In the entries below, edit the lines from the one containing "Annotation task: mark the snow-covered ground" through the end of the entries, both included: give those lines again with "fender" changed to "mudguard" and nothing else altered. Leave the pictures out of your answer.
****************
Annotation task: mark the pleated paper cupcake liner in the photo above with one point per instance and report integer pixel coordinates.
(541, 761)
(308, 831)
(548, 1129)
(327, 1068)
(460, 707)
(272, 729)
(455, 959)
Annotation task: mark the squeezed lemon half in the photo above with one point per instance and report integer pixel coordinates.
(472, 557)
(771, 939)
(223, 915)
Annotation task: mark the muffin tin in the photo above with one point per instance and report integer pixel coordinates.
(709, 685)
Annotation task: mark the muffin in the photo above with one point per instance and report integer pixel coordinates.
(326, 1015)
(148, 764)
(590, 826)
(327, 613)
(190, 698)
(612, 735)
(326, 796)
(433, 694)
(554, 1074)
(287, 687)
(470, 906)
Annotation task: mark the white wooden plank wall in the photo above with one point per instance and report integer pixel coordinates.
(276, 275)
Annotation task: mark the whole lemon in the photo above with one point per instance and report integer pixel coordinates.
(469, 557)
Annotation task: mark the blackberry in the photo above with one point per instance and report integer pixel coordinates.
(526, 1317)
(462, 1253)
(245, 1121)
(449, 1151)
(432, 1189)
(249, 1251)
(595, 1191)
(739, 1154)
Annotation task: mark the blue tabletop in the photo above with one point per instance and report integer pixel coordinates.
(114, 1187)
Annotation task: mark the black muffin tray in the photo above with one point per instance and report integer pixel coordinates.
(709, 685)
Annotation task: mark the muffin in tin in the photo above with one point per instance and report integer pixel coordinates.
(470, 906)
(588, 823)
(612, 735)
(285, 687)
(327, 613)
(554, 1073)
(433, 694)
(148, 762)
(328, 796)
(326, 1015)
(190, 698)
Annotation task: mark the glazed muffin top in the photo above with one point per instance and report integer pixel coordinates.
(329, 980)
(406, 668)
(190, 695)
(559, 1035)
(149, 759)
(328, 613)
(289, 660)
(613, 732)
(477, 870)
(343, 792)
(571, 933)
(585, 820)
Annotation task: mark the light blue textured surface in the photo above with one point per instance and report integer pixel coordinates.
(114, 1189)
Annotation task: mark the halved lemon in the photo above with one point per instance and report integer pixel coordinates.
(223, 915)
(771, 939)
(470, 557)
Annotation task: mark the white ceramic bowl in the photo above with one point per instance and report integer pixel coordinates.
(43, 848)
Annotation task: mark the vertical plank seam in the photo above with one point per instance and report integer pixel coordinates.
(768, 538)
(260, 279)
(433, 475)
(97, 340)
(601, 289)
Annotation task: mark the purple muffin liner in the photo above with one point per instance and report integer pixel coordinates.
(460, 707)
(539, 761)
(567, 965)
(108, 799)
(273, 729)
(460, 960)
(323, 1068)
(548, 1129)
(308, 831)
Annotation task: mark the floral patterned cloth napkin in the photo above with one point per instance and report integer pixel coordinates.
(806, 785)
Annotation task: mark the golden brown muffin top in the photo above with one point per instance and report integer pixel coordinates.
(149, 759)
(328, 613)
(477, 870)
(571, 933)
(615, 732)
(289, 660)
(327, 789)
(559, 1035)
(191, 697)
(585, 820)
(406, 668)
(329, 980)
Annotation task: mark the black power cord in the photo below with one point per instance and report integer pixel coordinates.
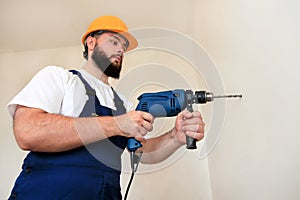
(135, 160)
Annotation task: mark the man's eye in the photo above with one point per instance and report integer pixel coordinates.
(115, 43)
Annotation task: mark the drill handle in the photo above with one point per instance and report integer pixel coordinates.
(190, 142)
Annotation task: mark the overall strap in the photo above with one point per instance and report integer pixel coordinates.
(102, 111)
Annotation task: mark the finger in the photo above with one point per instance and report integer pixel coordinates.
(196, 135)
(185, 114)
(148, 126)
(148, 117)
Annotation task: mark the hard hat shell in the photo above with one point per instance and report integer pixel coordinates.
(111, 23)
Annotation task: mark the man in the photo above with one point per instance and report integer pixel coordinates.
(75, 126)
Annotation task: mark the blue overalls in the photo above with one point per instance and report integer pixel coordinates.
(90, 172)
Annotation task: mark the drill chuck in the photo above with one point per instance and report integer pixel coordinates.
(202, 97)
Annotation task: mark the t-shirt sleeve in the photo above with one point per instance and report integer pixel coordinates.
(45, 91)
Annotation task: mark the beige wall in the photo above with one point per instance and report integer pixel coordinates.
(184, 168)
(255, 47)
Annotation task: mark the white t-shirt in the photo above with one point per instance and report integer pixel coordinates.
(56, 90)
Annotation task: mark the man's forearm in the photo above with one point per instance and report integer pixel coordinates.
(37, 130)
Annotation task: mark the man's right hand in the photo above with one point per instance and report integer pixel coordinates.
(135, 124)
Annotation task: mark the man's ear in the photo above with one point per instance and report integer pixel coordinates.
(91, 42)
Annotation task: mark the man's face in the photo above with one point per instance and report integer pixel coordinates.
(108, 54)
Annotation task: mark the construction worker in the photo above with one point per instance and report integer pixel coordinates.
(75, 126)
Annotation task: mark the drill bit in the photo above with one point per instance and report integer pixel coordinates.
(229, 96)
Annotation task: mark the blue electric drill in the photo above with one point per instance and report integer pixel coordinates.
(171, 103)
(168, 104)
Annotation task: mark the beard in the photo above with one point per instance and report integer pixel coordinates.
(105, 65)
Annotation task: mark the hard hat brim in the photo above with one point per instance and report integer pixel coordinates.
(133, 43)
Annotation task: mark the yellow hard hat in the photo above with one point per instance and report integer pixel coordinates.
(111, 23)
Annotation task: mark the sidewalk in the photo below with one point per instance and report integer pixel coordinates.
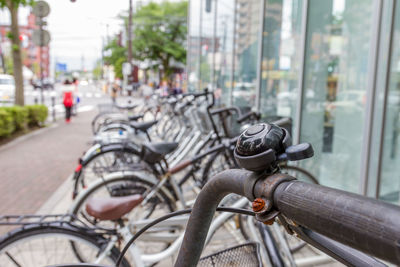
(34, 166)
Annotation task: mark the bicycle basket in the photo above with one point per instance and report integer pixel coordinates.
(243, 255)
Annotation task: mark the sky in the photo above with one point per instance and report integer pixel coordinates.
(77, 29)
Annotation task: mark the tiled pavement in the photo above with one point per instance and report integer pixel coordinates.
(34, 166)
(37, 181)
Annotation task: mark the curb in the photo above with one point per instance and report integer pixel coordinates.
(27, 136)
(57, 197)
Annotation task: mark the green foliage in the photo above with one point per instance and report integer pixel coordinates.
(97, 70)
(19, 116)
(6, 3)
(37, 115)
(6, 123)
(116, 58)
(160, 33)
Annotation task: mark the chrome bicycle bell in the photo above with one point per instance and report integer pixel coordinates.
(263, 145)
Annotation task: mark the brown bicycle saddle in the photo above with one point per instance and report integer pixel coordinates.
(112, 208)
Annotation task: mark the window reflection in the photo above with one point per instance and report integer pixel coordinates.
(281, 60)
(335, 82)
(390, 182)
(247, 29)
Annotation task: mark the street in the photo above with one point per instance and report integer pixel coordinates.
(33, 166)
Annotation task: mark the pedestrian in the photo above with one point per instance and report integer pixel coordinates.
(68, 99)
(114, 91)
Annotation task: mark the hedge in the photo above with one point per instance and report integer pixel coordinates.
(37, 115)
(14, 119)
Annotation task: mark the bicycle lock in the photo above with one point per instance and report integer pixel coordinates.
(320, 215)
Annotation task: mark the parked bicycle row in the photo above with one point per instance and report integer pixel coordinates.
(157, 159)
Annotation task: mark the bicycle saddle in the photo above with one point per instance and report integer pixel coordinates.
(155, 152)
(135, 117)
(112, 208)
(142, 126)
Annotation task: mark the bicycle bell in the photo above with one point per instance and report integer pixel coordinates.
(263, 145)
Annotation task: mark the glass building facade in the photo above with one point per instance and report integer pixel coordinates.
(333, 66)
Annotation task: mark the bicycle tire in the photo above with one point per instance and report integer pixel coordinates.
(79, 174)
(28, 233)
(159, 203)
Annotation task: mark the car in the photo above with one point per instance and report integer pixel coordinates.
(7, 88)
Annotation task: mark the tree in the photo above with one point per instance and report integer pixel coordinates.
(12, 6)
(160, 33)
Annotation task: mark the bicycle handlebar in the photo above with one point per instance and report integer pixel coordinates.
(363, 223)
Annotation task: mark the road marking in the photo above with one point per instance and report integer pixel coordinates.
(85, 108)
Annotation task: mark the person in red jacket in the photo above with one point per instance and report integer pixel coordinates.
(68, 99)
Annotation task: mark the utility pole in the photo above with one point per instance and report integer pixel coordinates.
(130, 33)
(130, 76)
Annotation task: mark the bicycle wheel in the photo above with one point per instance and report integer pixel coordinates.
(36, 245)
(122, 185)
(104, 163)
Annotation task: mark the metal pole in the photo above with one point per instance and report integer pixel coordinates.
(130, 33)
(41, 63)
(369, 112)
(233, 55)
(303, 47)
(200, 44)
(53, 104)
(213, 83)
(260, 55)
(388, 60)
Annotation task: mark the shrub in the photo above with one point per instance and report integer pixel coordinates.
(37, 115)
(6, 123)
(19, 115)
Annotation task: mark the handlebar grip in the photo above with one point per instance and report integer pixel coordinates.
(363, 223)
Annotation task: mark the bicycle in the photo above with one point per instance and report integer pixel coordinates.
(173, 247)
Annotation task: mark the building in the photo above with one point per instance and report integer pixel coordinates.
(333, 66)
(30, 52)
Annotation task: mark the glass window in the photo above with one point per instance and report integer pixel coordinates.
(206, 45)
(224, 49)
(281, 60)
(335, 83)
(390, 182)
(247, 27)
(193, 70)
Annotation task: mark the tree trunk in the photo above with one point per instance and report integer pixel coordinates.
(16, 54)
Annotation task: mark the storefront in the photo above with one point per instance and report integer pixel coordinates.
(333, 66)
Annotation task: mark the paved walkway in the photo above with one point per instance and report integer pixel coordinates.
(34, 166)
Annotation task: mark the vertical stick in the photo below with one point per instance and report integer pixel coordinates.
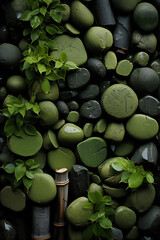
(61, 179)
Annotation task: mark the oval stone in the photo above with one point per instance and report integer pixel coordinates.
(144, 80)
(78, 78)
(119, 101)
(149, 105)
(70, 134)
(91, 109)
(92, 151)
(90, 92)
(124, 217)
(142, 127)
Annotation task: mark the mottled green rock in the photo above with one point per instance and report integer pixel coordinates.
(141, 199)
(115, 132)
(13, 200)
(73, 47)
(77, 214)
(70, 134)
(119, 101)
(26, 145)
(92, 151)
(61, 158)
(124, 217)
(81, 16)
(43, 189)
(98, 39)
(142, 127)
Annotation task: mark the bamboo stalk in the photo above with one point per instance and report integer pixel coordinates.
(61, 180)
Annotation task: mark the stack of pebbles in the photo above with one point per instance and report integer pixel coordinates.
(107, 109)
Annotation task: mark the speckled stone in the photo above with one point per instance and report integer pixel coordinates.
(119, 101)
(142, 127)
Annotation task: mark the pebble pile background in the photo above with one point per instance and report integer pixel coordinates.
(108, 108)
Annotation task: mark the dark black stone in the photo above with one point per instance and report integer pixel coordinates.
(91, 109)
(90, 92)
(149, 105)
(62, 108)
(95, 66)
(73, 105)
(66, 95)
(79, 181)
(7, 230)
(104, 13)
(78, 78)
(150, 220)
(146, 152)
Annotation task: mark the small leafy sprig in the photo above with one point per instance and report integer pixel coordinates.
(100, 225)
(21, 172)
(133, 175)
(17, 111)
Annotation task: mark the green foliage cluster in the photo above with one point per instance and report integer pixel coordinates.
(100, 225)
(133, 175)
(21, 172)
(19, 112)
(44, 18)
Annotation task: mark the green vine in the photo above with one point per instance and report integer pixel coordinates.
(44, 18)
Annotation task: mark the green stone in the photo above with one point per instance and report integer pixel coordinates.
(114, 192)
(77, 214)
(142, 127)
(26, 145)
(141, 199)
(43, 189)
(73, 116)
(61, 158)
(92, 151)
(125, 217)
(81, 16)
(73, 47)
(98, 39)
(70, 134)
(115, 132)
(124, 68)
(119, 101)
(13, 200)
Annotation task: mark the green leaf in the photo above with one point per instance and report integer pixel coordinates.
(29, 175)
(117, 166)
(43, 10)
(125, 176)
(95, 197)
(35, 22)
(135, 180)
(105, 223)
(27, 183)
(30, 129)
(34, 36)
(63, 57)
(19, 172)
(58, 64)
(45, 85)
(149, 177)
(69, 65)
(41, 68)
(89, 206)
(9, 168)
(29, 162)
(56, 16)
(48, 2)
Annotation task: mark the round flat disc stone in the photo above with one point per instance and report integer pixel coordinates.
(78, 78)
(119, 101)
(92, 151)
(142, 127)
(91, 109)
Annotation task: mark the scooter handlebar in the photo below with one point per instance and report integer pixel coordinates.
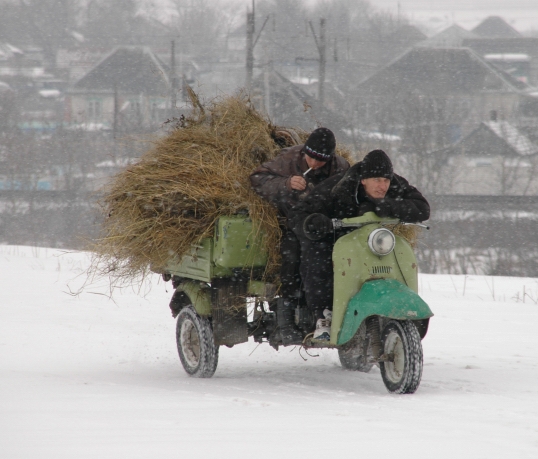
(337, 223)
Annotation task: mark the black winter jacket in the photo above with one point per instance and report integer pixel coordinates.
(342, 196)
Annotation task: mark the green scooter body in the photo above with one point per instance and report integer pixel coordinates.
(366, 284)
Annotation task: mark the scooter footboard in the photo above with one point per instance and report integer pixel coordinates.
(386, 298)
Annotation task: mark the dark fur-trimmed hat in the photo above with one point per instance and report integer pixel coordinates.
(376, 164)
(320, 144)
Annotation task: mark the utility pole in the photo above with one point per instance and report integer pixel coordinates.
(173, 78)
(322, 58)
(251, 43)
(250, 46)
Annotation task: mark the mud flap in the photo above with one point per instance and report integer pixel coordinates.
(229, 312)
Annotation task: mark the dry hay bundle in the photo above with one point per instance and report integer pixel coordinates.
(171, 198)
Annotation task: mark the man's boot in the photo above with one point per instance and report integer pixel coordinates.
(285, 311)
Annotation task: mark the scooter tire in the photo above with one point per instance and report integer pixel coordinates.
(195, 344)
(352, 355)
(401, 344)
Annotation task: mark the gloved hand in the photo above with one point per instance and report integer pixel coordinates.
(382, 207)
(317, 226)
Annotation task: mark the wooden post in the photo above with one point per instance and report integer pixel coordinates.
(250, 47)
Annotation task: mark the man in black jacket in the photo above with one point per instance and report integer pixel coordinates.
(368, 186)
(289, 177)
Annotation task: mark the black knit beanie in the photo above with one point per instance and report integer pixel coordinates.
(320, 144)
(376, 164)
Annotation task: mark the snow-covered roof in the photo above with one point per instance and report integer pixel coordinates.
(513, 137)
(508, 57)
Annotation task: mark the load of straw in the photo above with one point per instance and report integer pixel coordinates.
(171, 198)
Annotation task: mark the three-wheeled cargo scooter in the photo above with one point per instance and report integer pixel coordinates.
(377, 319)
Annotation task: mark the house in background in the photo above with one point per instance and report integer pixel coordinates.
(495, 27)
(499, 43)
(451, 37)
(494, 159)
(128, 89)
(287, 104)
(458, 87)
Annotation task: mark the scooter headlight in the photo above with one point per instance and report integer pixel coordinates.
(381, 241)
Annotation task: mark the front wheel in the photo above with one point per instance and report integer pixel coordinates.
(401, 364)
(195, 344)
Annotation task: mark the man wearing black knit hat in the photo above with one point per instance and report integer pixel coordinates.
(368, 186)
(285, 180)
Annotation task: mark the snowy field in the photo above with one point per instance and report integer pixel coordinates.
(88, 377)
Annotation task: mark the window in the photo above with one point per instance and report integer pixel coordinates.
(94, 110)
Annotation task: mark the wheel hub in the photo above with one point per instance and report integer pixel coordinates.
(394, 358)
(190, 342)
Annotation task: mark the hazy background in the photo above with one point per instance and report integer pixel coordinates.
(455, 105)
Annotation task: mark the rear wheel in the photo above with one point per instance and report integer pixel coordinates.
(195, 344)
(355, 354)
(401, 364)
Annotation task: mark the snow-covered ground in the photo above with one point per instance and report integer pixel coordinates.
(89, 377)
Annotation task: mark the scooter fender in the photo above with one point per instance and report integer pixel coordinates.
(382, 297)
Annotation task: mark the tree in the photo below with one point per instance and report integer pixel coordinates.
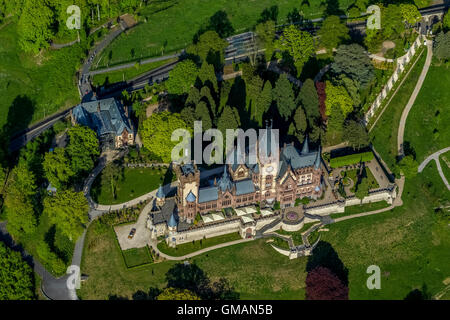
****************
- _Written response_:
Annotation task: mark the snow-covered ground in the photo above with one point per instance and report integer pixel coordinates.
(89, 377)
Annotation task: mark the scooter mudguard in the photo above with one point per instance and report integer pixel coordinates.
(382, 297)
Annotation task: mark the tree in the photo below with one point per instance and report integer pixel coordinates.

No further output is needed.